**What the task asks:** Copy the part of the passage on Zika data sharing that begins at the words "Zika, Data Release, and" and stops after "rapid, open data-sharing.", swapping "Slovenian" for "European".

Zika, Data Release, and the Tragedy of the Commons

This does not bode well for public health-related sharing (boldface mine):

When researchers in Brazil posted four Zika virus genome sequences in the online repository GenBank on 26 January, they were complying with a call for scientists to openly release their data during public-health emergencies. By 10 February, the information had been used by Slovenian researchers for their own Zika paper in the New England Journal of Medicine (NEJM) — apparently, a textbook example of the power of rapid, open data-sharing.

But the process didn’t go entirely smoothly. Oliver Pybus, an evolutionary and infectious-disease biologist at the University of Oxford, UK, who works with the Brazilian group, has complained that the NEJM paper did not adequately credit the original data-providers when it only included the GenBank accession number for the data. And Pybus says that he is concerned that this lack of formal recognition could dissuade others from rapidly sharing data during an outbreak.

**Record excerpts:**
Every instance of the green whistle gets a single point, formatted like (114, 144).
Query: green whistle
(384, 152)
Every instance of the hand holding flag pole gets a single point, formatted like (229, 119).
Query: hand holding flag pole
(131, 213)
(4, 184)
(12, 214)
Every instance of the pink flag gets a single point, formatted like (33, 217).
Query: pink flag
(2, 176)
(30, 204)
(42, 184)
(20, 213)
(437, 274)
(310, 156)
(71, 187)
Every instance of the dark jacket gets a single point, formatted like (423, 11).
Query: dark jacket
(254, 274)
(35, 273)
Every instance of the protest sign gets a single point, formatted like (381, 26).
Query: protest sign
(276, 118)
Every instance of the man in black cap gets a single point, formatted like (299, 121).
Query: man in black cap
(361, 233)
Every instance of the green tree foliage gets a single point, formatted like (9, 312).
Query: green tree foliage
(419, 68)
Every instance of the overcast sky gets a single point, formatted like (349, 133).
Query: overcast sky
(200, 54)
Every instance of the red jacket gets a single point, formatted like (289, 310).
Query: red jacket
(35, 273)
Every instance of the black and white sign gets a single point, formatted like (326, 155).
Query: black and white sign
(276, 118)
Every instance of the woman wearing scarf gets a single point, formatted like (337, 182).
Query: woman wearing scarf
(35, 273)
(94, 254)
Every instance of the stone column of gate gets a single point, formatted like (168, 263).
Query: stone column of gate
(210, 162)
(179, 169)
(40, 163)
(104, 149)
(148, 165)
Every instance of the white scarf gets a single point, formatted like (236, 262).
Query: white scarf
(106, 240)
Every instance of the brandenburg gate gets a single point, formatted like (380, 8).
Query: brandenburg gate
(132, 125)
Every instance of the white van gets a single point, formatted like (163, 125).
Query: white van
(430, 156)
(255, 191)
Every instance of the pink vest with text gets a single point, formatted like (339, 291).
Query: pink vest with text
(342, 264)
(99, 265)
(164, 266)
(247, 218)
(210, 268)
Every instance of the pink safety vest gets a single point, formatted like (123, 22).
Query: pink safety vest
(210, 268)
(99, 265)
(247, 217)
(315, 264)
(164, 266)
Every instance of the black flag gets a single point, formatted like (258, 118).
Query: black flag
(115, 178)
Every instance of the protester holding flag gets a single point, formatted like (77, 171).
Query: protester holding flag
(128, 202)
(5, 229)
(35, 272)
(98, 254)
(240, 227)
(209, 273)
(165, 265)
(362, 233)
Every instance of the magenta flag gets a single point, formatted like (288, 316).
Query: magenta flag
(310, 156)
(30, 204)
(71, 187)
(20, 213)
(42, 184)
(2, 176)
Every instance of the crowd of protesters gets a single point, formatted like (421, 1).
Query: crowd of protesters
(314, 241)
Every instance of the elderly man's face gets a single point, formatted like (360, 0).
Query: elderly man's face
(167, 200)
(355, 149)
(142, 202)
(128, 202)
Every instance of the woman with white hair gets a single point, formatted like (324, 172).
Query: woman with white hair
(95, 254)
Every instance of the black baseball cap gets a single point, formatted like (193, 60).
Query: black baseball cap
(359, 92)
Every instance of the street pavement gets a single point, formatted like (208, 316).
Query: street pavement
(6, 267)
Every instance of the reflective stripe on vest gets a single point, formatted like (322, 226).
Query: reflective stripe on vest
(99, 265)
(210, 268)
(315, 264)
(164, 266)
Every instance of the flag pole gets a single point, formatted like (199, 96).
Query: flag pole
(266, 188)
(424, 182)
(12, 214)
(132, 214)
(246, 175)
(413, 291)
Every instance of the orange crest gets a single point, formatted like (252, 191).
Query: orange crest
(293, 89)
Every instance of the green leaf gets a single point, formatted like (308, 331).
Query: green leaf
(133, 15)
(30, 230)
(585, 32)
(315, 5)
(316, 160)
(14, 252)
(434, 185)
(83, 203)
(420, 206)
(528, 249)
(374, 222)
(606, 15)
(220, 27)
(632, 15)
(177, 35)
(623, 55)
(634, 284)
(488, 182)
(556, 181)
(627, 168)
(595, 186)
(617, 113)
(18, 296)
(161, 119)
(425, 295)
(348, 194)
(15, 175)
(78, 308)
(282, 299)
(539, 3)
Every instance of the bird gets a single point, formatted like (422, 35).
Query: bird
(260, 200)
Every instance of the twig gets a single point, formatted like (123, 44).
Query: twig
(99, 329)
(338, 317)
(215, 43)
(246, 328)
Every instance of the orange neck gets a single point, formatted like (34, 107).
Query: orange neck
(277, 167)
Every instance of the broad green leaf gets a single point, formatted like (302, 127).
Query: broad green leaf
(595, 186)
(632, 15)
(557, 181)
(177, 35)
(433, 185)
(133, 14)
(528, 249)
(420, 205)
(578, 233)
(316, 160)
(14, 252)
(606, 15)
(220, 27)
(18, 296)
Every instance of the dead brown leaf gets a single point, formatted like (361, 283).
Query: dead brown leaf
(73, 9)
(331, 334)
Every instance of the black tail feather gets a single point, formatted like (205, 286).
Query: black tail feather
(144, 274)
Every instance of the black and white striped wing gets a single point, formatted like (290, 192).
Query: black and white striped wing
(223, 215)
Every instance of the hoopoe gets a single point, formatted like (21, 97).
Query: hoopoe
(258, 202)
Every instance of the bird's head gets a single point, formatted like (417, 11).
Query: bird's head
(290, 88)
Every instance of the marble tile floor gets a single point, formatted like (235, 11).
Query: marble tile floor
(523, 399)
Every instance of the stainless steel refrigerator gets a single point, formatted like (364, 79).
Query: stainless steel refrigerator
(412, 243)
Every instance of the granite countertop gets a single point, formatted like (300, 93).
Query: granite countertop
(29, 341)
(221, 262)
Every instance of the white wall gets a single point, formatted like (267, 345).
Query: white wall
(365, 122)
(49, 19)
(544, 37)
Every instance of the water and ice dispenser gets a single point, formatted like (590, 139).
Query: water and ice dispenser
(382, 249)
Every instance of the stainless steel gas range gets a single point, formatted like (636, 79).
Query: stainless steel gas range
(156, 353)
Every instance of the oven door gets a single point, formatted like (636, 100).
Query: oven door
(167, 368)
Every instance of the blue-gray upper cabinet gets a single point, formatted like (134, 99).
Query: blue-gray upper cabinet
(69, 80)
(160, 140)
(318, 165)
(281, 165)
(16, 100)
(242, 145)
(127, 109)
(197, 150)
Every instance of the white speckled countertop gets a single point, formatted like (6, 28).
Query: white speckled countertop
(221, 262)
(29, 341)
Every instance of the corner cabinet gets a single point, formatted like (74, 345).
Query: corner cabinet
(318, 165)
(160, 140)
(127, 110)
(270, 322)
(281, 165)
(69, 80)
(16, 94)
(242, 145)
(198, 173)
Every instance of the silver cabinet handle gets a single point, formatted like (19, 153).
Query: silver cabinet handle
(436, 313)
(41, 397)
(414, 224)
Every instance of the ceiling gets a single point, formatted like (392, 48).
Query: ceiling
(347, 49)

**Solution for this problem:**
Zika, Data Release, and the Tragedy of the Commons

This does not bode well for public health-related sharing (boldface mine):

When researchers in Brazil posted four Zika virus genome sequences in the online repository GenBank on 26 January, they were complying with a call for scientists to openly release their data during public-health emergencies. By 10 February, the information had been used by European researchers for their own Zika paper in the New England Journal of Medicine (NEJM) — apparently, a textbook example of the power of rapid, open data-sharing.